• AUSGANGSTEXT:
------------------------------------------------

Als Spurensuche bezeichnet man eine Methode, um Geschichte vor Ort zu erforschen. Die Namen von Straßen und Plätzen werfen als Anknüpfungspunkte von Demokratiegeschichte Fragen auf: An wen erinnern all die öffentlichen Straßen und Plätze? Und wer hat festgelegt, an wen erinnert wird – und an wen nicht? Namen im öffentlichen Raum werden zum Gegenstand von Politik. Benennungen von Straßen/Plätzen und auch Umbenennungen werden zum Anknüpfungspunkt für Demokratiegeschichte. Besonders da, wo öffentliche Diskurse stattfanden und Anwohnerinnen und Anwohner in den (Um-) Benennungsprozess einbezogen werden.
Der Wunsch nach Änderung eines Namens kann damit zusammenhängen, dass mit dem alten Namen etwas Negatives verbunden wird. Aber dies muss nicht der Fall sein. Die Motivation, an etwas zu erinnern, das bis dahin keine Aufmerksamkeit erfuhr, kann ebenfalls zu Umbenennungen von Straßen und Plätzen führen.
Eine Herangehensweise an diese Thematik bietet der Entwurf eines alternativen Stadtplans: Wie würden Straßen in meiner Stadt heißen, wenn ich sie benennen dürfte? An diese Frage schließt die Methode „Städtebau“ an.
Material:
- Metapapier
- Eddings
Ablauf (circa 1-2 Stunden)
Phase 1:
- In Gruppen von 3-4 Leuten zusammenfinden
- 10 Namen von Straßen und Plätzen, die man kennt, aufschreiben
- 3 von den Namen aussuchen und in der Gruppe gemeinsam einen Stadtplan mit den Straßen und Plätzen erstellen
- Diskussion im Plenum
Phase 2:
- Bei der nächsten Runde darf jeder 1 oder 2 Namen auf einem der anderen Pläne ändern
- Diskussion im Plenum
Phase 3:
- Bei der nächsten Runde können Namen in andere Sprachen übertragen werden
- Diskussion im Plenum
Abschlussdiskussion
(Wer Zeit sparen will, kann die Diskussionen nach Phase 2 und 3 in die Abschlussdiskussion dazu packen. Auch Phase 1 miteinzubeziehen, kann problematisch werden.)

------------------------------------------------

• ARBEITSAUFTRAG 1: Übertrage aus den Einträgen die Zeilen von der Zeile mit „Where is each instance of the potted“ bis zur Zeile mit „point(49, 65)“ (beide eingeschlossen) in eine JSON-Liste aus Strings, eine pro Zeile. Leerzeilen fallen weg.

------------------------------------------------

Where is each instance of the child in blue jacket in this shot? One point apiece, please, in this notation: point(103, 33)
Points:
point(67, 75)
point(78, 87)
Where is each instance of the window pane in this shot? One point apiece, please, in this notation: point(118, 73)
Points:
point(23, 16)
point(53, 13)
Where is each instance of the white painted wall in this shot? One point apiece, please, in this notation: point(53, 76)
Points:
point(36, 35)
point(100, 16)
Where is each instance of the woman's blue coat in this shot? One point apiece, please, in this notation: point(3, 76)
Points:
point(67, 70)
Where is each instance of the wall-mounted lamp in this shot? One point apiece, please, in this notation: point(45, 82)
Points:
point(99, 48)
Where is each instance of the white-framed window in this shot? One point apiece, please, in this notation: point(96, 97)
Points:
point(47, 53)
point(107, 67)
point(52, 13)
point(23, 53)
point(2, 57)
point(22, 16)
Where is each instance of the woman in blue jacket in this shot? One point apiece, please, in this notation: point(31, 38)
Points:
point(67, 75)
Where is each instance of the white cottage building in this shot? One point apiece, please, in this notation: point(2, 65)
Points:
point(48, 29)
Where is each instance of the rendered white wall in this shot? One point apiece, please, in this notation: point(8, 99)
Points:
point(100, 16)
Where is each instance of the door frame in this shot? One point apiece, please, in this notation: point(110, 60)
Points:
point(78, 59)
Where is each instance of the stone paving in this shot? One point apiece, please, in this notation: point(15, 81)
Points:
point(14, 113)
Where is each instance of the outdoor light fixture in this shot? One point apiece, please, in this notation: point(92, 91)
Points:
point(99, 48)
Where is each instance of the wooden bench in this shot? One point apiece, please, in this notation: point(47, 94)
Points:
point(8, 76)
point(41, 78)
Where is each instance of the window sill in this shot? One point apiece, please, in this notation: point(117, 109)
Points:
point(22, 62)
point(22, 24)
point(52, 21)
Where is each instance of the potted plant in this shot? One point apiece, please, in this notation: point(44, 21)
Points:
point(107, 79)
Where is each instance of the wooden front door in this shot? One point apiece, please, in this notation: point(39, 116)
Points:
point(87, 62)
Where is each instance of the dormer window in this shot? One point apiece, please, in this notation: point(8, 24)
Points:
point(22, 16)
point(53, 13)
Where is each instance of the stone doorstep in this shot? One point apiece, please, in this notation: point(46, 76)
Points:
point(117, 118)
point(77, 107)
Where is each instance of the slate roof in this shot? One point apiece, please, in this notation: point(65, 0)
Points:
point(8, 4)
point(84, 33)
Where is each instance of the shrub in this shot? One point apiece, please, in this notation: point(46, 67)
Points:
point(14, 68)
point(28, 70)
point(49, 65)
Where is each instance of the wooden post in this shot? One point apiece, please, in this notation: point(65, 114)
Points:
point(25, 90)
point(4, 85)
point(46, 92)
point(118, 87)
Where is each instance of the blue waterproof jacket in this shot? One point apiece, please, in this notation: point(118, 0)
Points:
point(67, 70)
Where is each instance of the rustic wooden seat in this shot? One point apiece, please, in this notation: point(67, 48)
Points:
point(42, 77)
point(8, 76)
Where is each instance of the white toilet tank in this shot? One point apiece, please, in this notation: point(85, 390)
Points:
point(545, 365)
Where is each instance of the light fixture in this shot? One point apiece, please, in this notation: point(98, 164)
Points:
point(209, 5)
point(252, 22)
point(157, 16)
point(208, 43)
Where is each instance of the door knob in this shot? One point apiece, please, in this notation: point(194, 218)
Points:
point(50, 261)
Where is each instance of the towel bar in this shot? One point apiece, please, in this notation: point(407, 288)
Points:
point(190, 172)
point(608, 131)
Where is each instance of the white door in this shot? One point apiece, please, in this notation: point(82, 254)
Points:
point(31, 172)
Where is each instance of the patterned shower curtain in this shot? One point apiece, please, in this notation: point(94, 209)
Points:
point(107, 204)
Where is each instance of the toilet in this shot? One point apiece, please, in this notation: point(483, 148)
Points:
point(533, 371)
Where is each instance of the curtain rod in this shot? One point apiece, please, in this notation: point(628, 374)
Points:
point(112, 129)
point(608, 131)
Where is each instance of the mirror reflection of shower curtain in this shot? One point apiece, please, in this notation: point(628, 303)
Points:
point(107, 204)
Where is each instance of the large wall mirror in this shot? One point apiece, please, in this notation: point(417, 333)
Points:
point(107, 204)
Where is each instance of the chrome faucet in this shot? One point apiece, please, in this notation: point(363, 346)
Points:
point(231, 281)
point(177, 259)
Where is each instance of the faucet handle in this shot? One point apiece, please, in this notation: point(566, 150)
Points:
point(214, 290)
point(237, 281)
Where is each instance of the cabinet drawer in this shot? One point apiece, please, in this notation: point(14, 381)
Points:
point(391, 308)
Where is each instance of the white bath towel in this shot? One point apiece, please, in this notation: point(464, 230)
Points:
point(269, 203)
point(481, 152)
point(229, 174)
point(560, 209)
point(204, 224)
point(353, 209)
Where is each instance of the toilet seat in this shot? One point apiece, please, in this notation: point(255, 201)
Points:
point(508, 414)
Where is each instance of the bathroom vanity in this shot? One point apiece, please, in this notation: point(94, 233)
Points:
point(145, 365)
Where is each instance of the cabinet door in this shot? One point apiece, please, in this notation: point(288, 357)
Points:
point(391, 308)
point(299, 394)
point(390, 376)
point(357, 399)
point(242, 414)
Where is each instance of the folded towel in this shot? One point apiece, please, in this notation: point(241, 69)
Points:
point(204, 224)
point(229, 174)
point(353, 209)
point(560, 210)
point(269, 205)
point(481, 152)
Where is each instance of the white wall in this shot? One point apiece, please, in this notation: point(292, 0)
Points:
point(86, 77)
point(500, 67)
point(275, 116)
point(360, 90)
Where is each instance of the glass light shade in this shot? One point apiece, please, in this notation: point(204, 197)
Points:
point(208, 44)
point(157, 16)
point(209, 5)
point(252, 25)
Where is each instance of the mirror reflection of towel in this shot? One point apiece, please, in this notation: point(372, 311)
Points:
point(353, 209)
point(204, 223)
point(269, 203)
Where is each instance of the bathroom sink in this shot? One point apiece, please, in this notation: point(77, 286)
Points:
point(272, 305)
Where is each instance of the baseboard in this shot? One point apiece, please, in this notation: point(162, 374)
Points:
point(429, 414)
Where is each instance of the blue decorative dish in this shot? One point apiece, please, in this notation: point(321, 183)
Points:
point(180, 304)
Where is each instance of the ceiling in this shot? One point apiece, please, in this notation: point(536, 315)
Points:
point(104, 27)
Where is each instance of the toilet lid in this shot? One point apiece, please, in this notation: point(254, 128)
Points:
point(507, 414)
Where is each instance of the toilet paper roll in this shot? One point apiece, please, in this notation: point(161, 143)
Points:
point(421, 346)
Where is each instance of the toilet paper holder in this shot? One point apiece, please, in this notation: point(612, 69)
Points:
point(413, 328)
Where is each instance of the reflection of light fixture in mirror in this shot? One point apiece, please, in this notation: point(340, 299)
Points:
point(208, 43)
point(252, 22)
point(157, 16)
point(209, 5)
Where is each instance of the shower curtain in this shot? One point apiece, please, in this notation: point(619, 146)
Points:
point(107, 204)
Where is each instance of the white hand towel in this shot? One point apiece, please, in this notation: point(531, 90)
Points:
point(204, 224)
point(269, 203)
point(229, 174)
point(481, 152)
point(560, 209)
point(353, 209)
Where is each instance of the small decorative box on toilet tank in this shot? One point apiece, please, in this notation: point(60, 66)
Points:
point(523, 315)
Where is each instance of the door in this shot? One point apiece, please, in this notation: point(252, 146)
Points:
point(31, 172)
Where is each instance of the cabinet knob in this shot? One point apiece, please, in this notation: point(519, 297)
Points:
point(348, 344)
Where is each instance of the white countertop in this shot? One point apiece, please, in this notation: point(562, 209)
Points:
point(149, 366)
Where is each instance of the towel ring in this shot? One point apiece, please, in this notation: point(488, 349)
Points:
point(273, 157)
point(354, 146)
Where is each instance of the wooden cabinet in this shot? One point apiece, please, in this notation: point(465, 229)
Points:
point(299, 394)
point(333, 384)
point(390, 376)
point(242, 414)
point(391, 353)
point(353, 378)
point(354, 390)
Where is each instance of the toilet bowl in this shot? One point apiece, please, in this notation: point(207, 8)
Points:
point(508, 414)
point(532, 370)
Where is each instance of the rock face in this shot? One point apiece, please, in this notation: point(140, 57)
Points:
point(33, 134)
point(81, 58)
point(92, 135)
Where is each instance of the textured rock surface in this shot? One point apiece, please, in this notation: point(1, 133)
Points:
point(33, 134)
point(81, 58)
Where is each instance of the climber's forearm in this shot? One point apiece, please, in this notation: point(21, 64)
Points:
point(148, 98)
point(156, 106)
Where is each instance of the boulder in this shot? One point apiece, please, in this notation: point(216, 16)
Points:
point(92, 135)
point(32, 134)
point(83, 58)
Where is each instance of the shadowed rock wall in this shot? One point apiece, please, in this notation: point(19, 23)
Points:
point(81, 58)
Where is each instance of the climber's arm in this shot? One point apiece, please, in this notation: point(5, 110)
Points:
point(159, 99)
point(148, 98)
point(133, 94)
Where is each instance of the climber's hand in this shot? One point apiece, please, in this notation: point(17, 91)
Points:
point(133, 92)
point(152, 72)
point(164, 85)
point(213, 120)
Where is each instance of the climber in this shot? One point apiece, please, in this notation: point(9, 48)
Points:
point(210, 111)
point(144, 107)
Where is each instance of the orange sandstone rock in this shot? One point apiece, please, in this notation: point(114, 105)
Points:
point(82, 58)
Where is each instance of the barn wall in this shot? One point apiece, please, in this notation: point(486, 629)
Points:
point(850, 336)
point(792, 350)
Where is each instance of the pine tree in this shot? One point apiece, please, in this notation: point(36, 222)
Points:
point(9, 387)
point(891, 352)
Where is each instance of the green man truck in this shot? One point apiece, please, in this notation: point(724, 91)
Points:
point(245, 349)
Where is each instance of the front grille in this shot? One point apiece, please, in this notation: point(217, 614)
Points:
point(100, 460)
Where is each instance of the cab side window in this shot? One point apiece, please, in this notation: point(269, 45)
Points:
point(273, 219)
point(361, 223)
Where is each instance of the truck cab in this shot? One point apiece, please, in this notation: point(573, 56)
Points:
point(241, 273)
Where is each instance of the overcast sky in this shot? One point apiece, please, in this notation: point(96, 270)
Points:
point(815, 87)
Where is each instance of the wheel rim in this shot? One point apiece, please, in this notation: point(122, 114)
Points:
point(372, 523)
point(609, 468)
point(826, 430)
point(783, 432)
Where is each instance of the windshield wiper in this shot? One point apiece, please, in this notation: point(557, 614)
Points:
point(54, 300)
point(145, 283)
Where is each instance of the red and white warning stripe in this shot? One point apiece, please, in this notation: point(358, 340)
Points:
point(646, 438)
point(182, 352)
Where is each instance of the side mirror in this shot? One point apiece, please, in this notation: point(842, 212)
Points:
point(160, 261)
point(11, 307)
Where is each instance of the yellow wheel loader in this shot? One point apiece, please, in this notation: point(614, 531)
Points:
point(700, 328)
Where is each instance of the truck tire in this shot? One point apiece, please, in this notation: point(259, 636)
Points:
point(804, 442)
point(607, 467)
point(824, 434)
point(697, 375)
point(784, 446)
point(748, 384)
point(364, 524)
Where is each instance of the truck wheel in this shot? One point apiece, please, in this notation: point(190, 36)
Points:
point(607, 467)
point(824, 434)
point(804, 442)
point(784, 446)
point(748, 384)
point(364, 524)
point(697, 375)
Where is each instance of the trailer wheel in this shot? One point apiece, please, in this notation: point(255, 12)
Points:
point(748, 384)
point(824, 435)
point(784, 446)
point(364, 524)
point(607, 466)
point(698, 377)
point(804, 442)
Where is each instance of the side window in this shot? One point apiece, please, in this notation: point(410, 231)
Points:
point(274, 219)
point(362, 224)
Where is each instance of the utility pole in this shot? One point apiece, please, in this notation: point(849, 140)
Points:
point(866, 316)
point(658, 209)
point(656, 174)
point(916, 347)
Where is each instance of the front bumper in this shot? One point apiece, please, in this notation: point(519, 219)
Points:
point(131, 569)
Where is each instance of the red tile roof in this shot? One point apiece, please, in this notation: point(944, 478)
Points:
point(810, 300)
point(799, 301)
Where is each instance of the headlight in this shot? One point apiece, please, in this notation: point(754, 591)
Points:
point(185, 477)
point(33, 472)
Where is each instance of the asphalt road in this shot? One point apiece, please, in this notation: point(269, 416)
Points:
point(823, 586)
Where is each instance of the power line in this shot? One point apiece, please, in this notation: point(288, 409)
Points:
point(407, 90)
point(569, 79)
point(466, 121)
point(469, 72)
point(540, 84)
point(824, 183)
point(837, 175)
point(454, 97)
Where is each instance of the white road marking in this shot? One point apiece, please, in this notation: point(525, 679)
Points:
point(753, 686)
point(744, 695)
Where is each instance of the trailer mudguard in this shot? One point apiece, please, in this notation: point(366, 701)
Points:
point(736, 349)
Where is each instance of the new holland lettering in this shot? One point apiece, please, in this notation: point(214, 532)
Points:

------------------------------------------------

• ARBEITSAUFTRAG 2: Gib den Abschnitt des Ausgangstexts von „Der Wunsch nach“ bis „(circa 1-2 Stunden)“ unverändert aus.

• MUSTERLÖSUNG 1:
[
  "Where is each instance of the potted plant in this shot? One point apiece, please, in this notation: point(44, 21)",
  "Points:",
  "point(107, 79)",
  "Where is each instance of the wooden front door in this shot? One point apiece, please, in this notation: point(39, 116)",
  "Points:",
  "point(87, 62)",
  "Where is each instance of the dormer window in this shot? One point apiece, please, in this notation: point(8, 24)",
  "Points:",
  "point(22, 16)",
  "point(53, 13)",
  "Where is each instance of the stone doorstep in this shot? One point apiece, please, in this notation: point(46, 76)",
  "Points:",
  "point(117, 118)",
  "point(77, 107)",
  "Where is each instance of the slate roof in this shot? One point apiece, please, in this notation: point(65, 0)",
  "Points:",
  "point(8, 4)",
  "point(84, 33)",
  "Where is each instance of the shrub in this shot? One point apiece, please, in this notation: point(46, 67)",
  "Points:",
  "point(14, 68)",
  "point(28, 70)",
  "point(49, 65)"
]

• MUSTERLÖSUNG 2:
Der Wunsch nach Änderung eines Namens kann damit zusammenhängen, dass mit dem alten Namen etwas Negatives verbunden wird. Aber dies muss nicht der Fall sein. Die Motivation, an etwas zu erinnern, das bis dahin keine Aufmerksamkeit erfuhr, kann ebenfalls zu Umbenennungen von Straßen und Plätzen führen.
Eine Herangehensweise an diese Thematik bietet der Entwurf eines alternativen Stadtplans: Wie würden Straßen in meiner Stadt heißen, wenn ich sie benennen dürfte? An diese Frage schließt die Methode „Städtebau“ an.
Material:
- Metapapier
- Eddings
Ablauf (circa 1-2 Stunden)